§ **EXCERPTED DATA**:
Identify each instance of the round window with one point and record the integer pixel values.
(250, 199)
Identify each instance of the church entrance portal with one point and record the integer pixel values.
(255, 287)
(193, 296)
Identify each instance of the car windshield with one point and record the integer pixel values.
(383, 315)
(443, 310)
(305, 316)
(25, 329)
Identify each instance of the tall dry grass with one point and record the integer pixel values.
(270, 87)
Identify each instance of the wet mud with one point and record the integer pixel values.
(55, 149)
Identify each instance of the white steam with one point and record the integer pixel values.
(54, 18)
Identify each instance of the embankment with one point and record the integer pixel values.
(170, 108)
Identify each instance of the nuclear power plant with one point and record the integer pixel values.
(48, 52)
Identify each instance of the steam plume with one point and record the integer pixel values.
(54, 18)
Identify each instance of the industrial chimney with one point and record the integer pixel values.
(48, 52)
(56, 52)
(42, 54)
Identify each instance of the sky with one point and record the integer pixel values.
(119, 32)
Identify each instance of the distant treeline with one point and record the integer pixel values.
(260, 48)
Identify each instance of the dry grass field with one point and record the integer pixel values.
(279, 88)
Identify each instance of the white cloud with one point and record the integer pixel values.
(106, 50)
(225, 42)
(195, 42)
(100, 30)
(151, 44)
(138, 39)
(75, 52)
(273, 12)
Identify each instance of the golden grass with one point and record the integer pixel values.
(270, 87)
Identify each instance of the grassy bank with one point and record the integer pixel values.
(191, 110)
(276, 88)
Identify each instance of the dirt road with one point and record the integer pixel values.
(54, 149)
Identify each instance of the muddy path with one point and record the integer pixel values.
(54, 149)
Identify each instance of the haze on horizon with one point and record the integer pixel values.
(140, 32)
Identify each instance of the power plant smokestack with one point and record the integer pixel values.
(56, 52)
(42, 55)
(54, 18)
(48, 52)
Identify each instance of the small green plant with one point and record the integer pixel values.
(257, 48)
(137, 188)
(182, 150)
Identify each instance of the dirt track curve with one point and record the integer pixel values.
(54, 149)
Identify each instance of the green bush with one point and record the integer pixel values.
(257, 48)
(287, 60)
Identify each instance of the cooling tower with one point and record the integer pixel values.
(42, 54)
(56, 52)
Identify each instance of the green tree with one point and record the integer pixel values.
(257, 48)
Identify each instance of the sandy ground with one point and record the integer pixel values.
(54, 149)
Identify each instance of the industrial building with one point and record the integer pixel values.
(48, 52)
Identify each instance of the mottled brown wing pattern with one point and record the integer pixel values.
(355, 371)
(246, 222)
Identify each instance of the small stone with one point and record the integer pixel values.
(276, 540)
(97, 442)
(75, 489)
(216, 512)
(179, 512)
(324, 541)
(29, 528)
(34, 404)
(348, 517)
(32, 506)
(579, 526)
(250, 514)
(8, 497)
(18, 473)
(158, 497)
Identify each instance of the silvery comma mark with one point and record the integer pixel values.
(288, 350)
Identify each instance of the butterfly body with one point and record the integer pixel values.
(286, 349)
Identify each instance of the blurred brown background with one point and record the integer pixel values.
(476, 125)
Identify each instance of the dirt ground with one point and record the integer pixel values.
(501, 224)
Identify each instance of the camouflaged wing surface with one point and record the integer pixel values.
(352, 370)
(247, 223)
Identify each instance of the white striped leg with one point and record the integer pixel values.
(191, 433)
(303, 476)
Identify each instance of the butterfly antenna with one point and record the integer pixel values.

§ **EXERCISE AIM**: Take the listing above and write it out again exactly.

§ **ANSWER TO THIS EXERCISE**:
Identify each instance of the round window with one point and record the integer pixel values.
(250, 199)
Identify each instance of the church entrance portal with one point and record the integer pixel values.
(255, 287)
(193, 296)
Identify each instance of the car windshield with one point and record the integer pixel values.
(383, 315)
(443, 310)
(305, 316)
(25, 329)
Identify each instance of the tall dry grass with one point and record the integer pixel values.
(270, 87)
Identify each instance of the wet mud with one point and record the integer pixel values.
(55, 149)
Identify each instance of the white steam with one point and record the integer pixel values.
(54, 18)
Identify each instance of the embankment with one point and record the integer pixel values.
(170, 108)
Identify each instance of the nuclear power plant with one point and record the integer pixel values.
(48, 52)
Identify each instance of the steam plume with one point and record the integer pixel values.
(54, 18)
Identify each instance of the industrial chimney with one point and record the integer pixel values.
(48, 52)
(56, 52)
(42, 54)
Identify each instance of the sky with one point and record the integer pixel values.
(119, 32)
Identify each instance of the distant treeline with one point and record the integer pixel values.
(260, 48)
Identify each instance of the dry grass field with one point and record the integer pixel values.
(279, 88)
Identify each instance of the white cloud with one point and record the integer pixel values.
(106, 50)
(225, 42)
(195, 42)
(100, 30)
(151, 44)
(138, 39)
(75, 52)
(273, 12)
Identify each instance of the golden grass with one point and record the integer pixel values.
(270, 87)
Identify each instance of the grassy bank with one point and record the integer pixel values.
(191, 110)
(276, 88)
Identify each instance of the dirt road with one point and record the integer pixel values.
(54, 149)
Identify each instance of the muddy path with one point and record the integer pixel values.
(54, 149)
Identify each instance of the haze on horizon with one point and record the integer pixel values.
(140, 32)
Identify each instance of the power plant smokestack with one point and record the integer pixel values.
(56, 52)
(42, 55)
(54, 18)
(48, 52)
Identify each instance of the small green plant with one point and record the integer pixel values.
(257, 48)
(137, 188)
(182, 150)
Identify each instance of the dirt track curve with one point and record the integer pixel values.
(54, 149)
Identify each instance of the green bush with one point and record the integer pixel values.
(257, 48)
(287, 60)
Identify each instance of the cooling tower with one point and record the integer pixel values.
(42, 54)
(56, 52)
Identify each instance of the green tree with one point and record the integer pixel values.
(257, 48)
Identify each instance of the sandy ground with one point and record the integer pixel values.
(54, 149)
Identify each instance of the industrial building with one point and record the integer pixel values.
(48, 52)
Identify each instance of the mottled brown wing pattern with one point and record the integer pixel values.
(355, 371)
(246, 222)
Identify each instance of the small stone with one point and record the integer pixel values.
(276, 540)
(97, 442)
(75, 489)
(216, 512)
(179, 512)
(324, 541)
(29, 528)
(34, 404)
(348, 517)
(32, 506)
(579, 526)
(250, 514)
(8, 497)
(18, 473)
(158, 497)
Identify each instance of the silvery comma mark with one point and record the integer pixel values.
(288, 350)
Identify each instance of the butterfly body with one point and record the integer pixel values.
(286, 349)
Identify each instance of the blurred brown background with one point and record the integer pixel values.
(476, 125)
Identify each instance of the dirt ground with one point and record the integer pixel values.
(501, 224)
Identify each instance of the camouflaged wing surface with one point and record the integer pixel values.
(352, 370)
(247, 223)
Identify each instance of the white striped leg with one point and record the integer pixel values.
(191, 433)
(303, 476)
Identify each instance of the butterfly antenna with one point and record the integer pixel values.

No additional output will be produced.